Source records
+++

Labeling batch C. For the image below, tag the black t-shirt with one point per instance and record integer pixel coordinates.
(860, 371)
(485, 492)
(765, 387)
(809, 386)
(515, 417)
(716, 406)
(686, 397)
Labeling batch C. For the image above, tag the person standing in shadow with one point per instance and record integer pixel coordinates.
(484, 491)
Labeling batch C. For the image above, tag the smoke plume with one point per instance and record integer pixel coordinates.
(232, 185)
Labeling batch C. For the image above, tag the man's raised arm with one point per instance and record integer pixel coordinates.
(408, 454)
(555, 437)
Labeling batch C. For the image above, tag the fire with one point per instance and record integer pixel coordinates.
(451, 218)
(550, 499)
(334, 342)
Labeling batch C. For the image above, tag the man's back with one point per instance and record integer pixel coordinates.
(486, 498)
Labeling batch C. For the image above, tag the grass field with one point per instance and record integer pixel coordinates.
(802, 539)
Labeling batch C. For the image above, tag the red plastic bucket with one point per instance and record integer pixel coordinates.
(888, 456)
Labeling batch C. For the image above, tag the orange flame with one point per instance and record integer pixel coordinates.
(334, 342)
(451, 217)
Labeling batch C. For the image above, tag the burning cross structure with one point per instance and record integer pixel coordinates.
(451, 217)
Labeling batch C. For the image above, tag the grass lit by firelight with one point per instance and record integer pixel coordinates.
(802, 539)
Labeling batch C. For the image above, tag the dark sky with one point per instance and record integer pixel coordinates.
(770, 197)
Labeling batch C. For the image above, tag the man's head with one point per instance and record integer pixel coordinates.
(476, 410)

+++

Activity
Restate exactly, and only, every line from the one that contains "Labeling batch C. For the image above, tag the man's head" through the last line of the records.

Answer space
Labeling batch C. For the image above, tag the man's head with one point per instance and record integer pixel coordinates.
(476, 410)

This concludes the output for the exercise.